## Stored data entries

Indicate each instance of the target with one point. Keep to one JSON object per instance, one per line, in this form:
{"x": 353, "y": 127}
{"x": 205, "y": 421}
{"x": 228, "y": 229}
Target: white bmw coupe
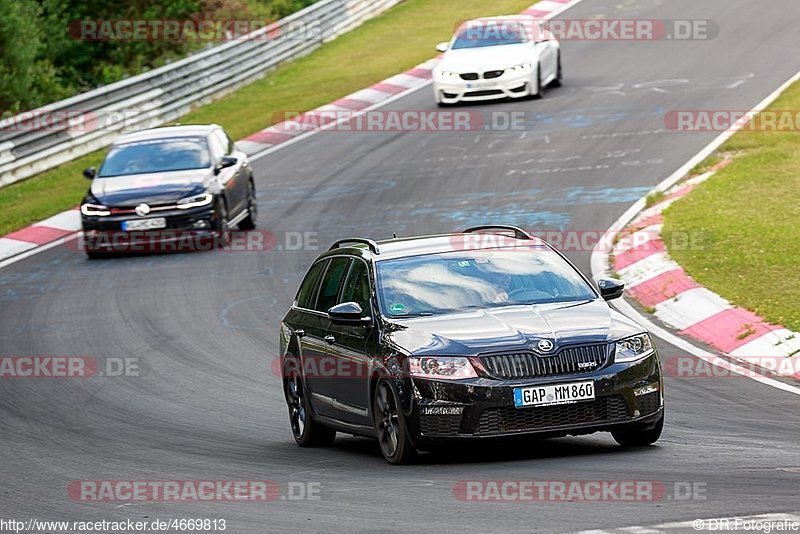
{"x": 499, "y": 57}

## What is being asked
Output the entries above exactly. Do not include the pictures.

## Answer to the problem
Indicate each instance of the target with one point. Keep to one JSON object per instance, one per line, in this form:
{"x": 353, "y": 127}
{"x": 205, "y": 421}
{"x": 228, "y": 229}
Target: white bmw coupe
{"x": 499, "y": 57}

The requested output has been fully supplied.